**Extracted material**:

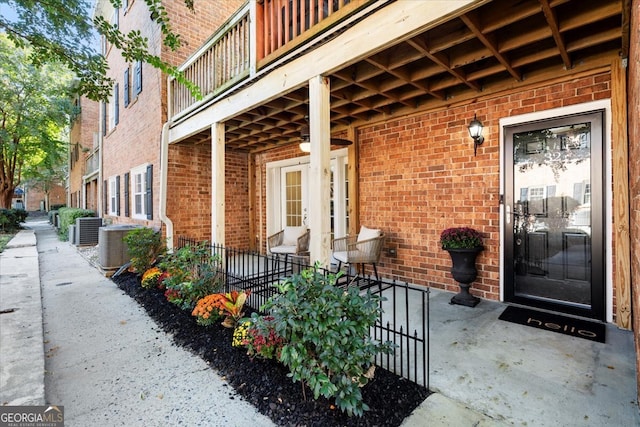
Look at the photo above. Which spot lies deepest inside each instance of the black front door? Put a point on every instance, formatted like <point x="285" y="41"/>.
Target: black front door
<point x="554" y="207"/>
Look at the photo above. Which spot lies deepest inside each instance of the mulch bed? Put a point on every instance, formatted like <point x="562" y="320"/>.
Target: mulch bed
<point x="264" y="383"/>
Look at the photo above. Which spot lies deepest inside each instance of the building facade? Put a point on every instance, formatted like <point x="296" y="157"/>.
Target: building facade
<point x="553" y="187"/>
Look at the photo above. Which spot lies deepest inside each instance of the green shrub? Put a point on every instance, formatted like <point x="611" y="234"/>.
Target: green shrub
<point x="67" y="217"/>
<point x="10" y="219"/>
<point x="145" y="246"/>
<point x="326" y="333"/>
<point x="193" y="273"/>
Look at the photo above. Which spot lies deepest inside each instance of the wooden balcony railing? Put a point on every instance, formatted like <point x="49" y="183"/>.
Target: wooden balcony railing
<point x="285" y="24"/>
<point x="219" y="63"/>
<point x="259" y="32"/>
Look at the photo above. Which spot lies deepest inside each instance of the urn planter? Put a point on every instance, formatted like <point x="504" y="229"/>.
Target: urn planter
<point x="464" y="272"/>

**Aim of the exercise**: Copy out all the lines of the records that include "inside".

**Answer to this exercise**:
Look at the photo above. Which spot lies deepest inside each instance of the black front door? Put a point on every instance, formatted like <point x="285" y="41"/>.
Look at the photo above. Which spot lies deepest inside each instance of the mulch bed? Put a point on every instance, formatted like <point x="562" y="320"/>.
Look at the photo above. Which spot lies deepest inside each instance of the building facade? Put a point on every instance, formatted like <point x="296" y="157"/>.
Look at the photo above. Which spot lies deepest inside each instance of the green shrub? Put a point on every instance, formatted like <point x="611" y="234"/>.
Look at the photo above. Which spot lies deepest inside each instance of the wooden balcony railing? Put a point on every instance, formatted like <point x="49" y="183"/>.
Look at the photo above. Which spot lies deepest inside each instance of the urn planter? Put a point on every instance, formatted like <point x="504" y="229"/>.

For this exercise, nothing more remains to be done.